- _Aufgaben_
**1)** An welchem Tag sind die Reisenden laut dem Reisebericht über die Fahrt vom Baikalsee in die Mongolei eingereist?
**2)** Gib einen Abschnitt aus dem Reisebericht über die Fahrt vom Baikalsee in die Mongolei wortgetreu wieder: Beginne bei den Worten „Samstag, 4. Juni“ und höre nach den Worten „keine einzige Stechmücke!“ auf.
**3)** Führe den Reisebericht über die Fahrt vom Baikalsee in die Mongolei im Anschluss an seinen letzten Satz fort.

- _Auszug_
• • • • •

Samstag, 4. Juni 2016

Auf Wiedersehen, Russland! Hello Mongolia!



Am Montag, den 30.Mai, sind wir in der Mongolei eingereist. Hinter uns liegen geruhsame, entspannte Fahr-Tage. Nie mehr wie 150 km pro Tag dümpelten wir von Irkutzk kommend am Südufer des Baikalsees entlang und genossen die frühlingshaften Bedingungen – es gibt im Moment noch weit und breit keine einzige Stechmücke!
 
Am Baikal bei Kultuk
Am Baikalzufluss Snezhanya
Vor unserem Aufbruch auf diese Reise gehörte der Umgang mit den Mücken vom Baikalsee zu einer der größten Herausforderungen, die vor uns lagen. Iris hatte extra noch ein neues Moskitonetz für unsere Eingangstüre genäht! Es kam bisher nur einmal zum Einsatz und das weit, weit vorher – irgendwo hinter Omsk, in der Weite der Taiga auf einem Stoppelacker, hatten wir es einmal vorsichtshalber installiert. Aber da auch die Mongolei nicht ganz mückenfrei sein soll, waren Iris Bemühungen sicherlich nicht umsonst.


Übernachtungsplatz 150 km vor der Grenze
Die Landschaft, durch die wir fuhren, änderte sich hinter Ulan-Ude drastisch. Nichts erinnerte mehr an die russische Taiga und die endlosen Birkenwälder, die wir in den vergangen Wochen an verschiedenen Längengrade in den unterschiedlichsten Phasen ihrer frühlingshaften Vegetationsperiode erleben konnten. Waren sie bei Omsk vor fast 4 Wochen schon mit frischem, hellgrünen Laub bestückt, ragten die schwarzweißen Stämme bei unserer Ankunft am Baikalsee noch ziemlich kahl in den Himmel. Sanft geschwungene Grashügel ziehen sich jetzt am Horizont entlang, keine Birke mehr weit und breit. Bei Erreichen des südlich von Ulan-Ude gelegenen buddistischen Klosters Iwolginsk, hatten wir das Gefühl bereits in der Mongolei zu sein.

• • • • •

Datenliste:
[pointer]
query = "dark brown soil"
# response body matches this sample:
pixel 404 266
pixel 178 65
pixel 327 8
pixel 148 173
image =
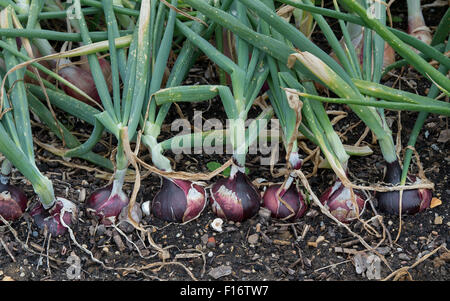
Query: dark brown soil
pixel 257 249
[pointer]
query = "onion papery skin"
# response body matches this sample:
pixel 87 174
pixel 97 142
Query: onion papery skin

• • • • •

- _Ergebnisse_
**1)** Am Montag, dem 30. Mai.

**2)**
Samstag, 4. Juni 2016

Auf Wiedersehen, Russland! Hello Mongolia!



Am Montag, den 30.Mai, sind wir in der Mongolei eingereist. Hinter uns liegen geruhsame, entspannte Fahr-Tage. Nie mehr wie 150 km pro Tag dümpelten wir von Irkutzk kommend am Südufer des Baikalsees entlang und genossen die frühlingshaften Bedingungen – es gibt im Moment noch weit und breit keine einzige Stechmücke!

**3)**
Nach den vielen, frisch herausgeputzten, orthodoxen Kirchen und Klöstern mit ihrem strengen Ritus war es sehr entspannend, hier einfach spazieren zu gehen und dem Alltagstreiben der Mönche zuzusehen. Im Kloster wird ein ganz besonderer Heiliger verehrt, über den es in Youtube auch verschiedene Filme zu sehen gibt. Ein- oder zweimal im Jahr wird er „ausgepackt“, was immer einen großen Besucheransturm mit sich bringt. Bei unserer abendlichen Stippvisite Ende Mai waren wir fast die einzigen Gäste.


Ab jetzt fahren wir wieder im Doppelpack. Karl-Heinz hatte am Kloster auf uns gewartet. Es war Zeit, das Projekt „Grenzübertritt“ anzugehen. Erfahrungsberichte sprechen von einem ziemlich zeitaufwendigen Stempelmarathon auf mongolischer Seite, etwaige Mittagspausen der Grenzbeamten, die den ganzen Betrieb lahmlegen und reisenden Mongolen, die sich immer wieder gerne vordrängeln. Wir waren gespannt.
 
Ganz Normal :-)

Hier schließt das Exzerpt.